═══ 阅读短文

LLaMA-Factory-训练数据默认使用-instructioninputoutput-三个-key

2025-03-14 约 1535 字预计阅读 4 分钟

https://bing.ee123.net/img/rand?artid=146253730

LLaMA-Factory 训练数据默认使用 instruction、input、output 三个 key

在 LLaMA-Factory 进行 SFT（Directive supervision fine-tuning 指令监督微调）时， 训练数据的格式 非常重要，因为大模型依赖标准化的数据结构来学习 指令-响应 模式。

══════

- [任务说明]
1. 根据 LLaMA-Factory 短文，其训练数据默认使用哪三个 key？
2. 从 LLaMA-Factory 短文中摘录原文，从"LLaMA-Factory 训练数据默认使用 instruction、input、output"到"非常重要，因为大模型依赖标准化的数据结构来学习 指令-响应 模式。"，一字不改。
3. 紧接 LLaMA-Factory 短文的最后一句，续写这篇短文。
清单是另附的材料，与短文彼此独立。

═══ 已知信息

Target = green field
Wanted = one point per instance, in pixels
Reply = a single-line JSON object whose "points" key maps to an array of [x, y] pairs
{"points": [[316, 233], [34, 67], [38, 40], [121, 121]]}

══════

- [各题答案]
1. instruction、input、output。

2.
LLaMA-Factory 训练数据默认使用 instruction、input、output 三个 key

在 LLaMA-Factory 进行 SFT（Directive supervision fine-tuning 指令监督微调）时， 训练数据的格式 非常重要，因为大模型依赖标准化的数据结构来学习 指令-响应 模式。

3.
identity.json 文件的数据采用了 “instruction”、“input”、“output” 这三个 key，它们的作用如下：

Key	作用	示例
“instruction”	代表用户给 AI 的指令（问题或任务描述）。	`"instruction": "Who are you?"`
“input”	可选，表示提供给 AI 的额外输入信息。	`"input": ""` （如果不需要额外输入，可以留空）
“output”	期望 AI 生成的回答（AI 的理想输出）。	`"output": "I am { {name}}, an AI assistant developed by { {author}}."`

1. LLaMA-Factory 训练数据的格式要求

如果你要换用自己的数据集，格式应该符合 以下 JSON 结构 ：

identity.json文件

[
  {
    "instruction": "请介绍一下你自己。",
    "input": "",
    "output": "我是Llama-Chinese，由LLaMA Factory开发。我可以帮助您回答问题、提供信息和进行对话。"
  },
  {
    "instruction": "翻译下面的句子：",
    "input": "Hello, how are you?",
    "output": "你好，你怎么样？"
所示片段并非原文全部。